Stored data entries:

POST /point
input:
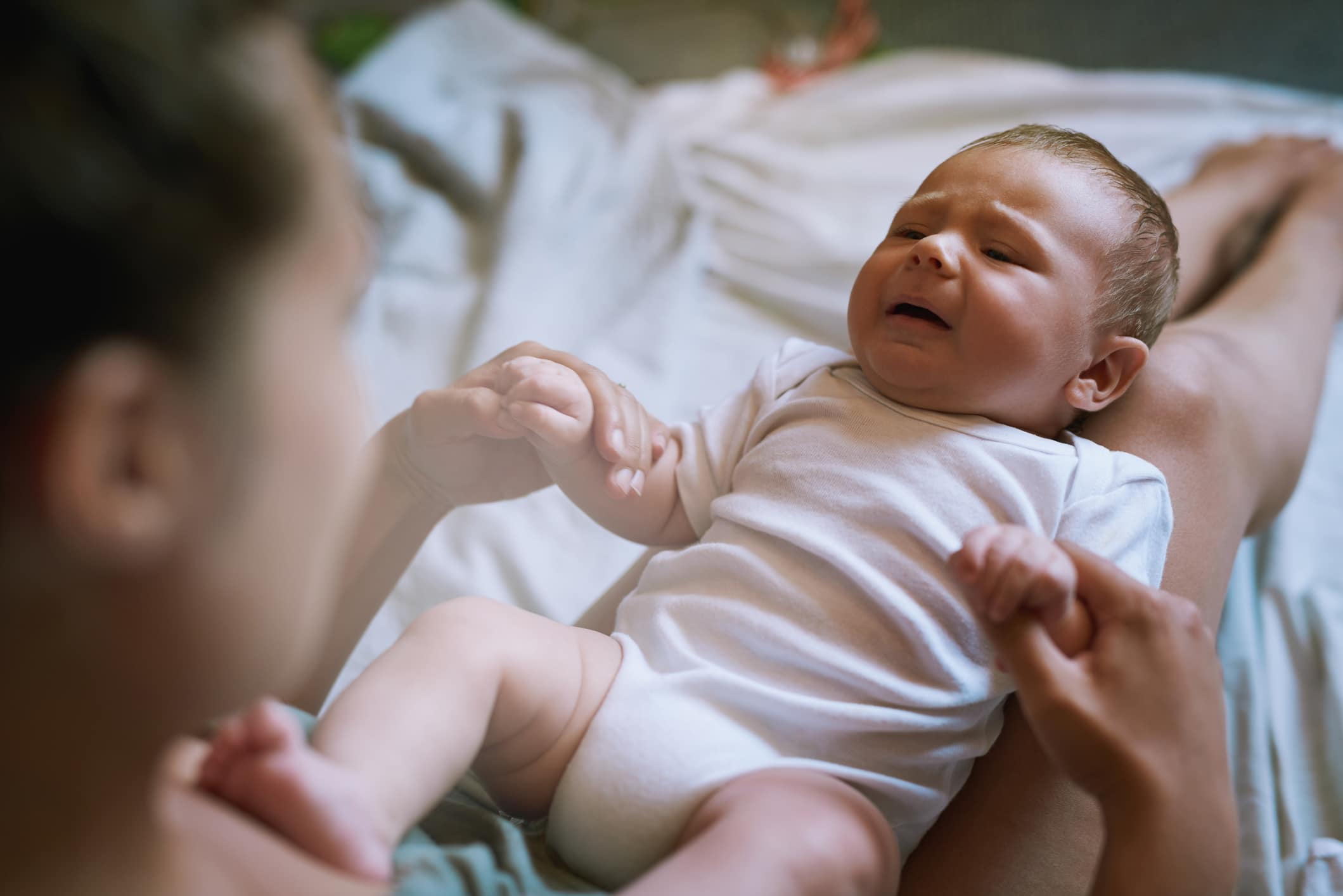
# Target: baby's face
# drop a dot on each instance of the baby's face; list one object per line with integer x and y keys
{"x": 980, "y": 297}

Problem statement: Transcribe each entry precisely as given, leaving the pictures out.

Answer:
POST /point
input:
# Target: baby's face
# drop a dot on each instance of the baby's face; list one object per line with integer x and y keys
{"x": 980, "y": 297}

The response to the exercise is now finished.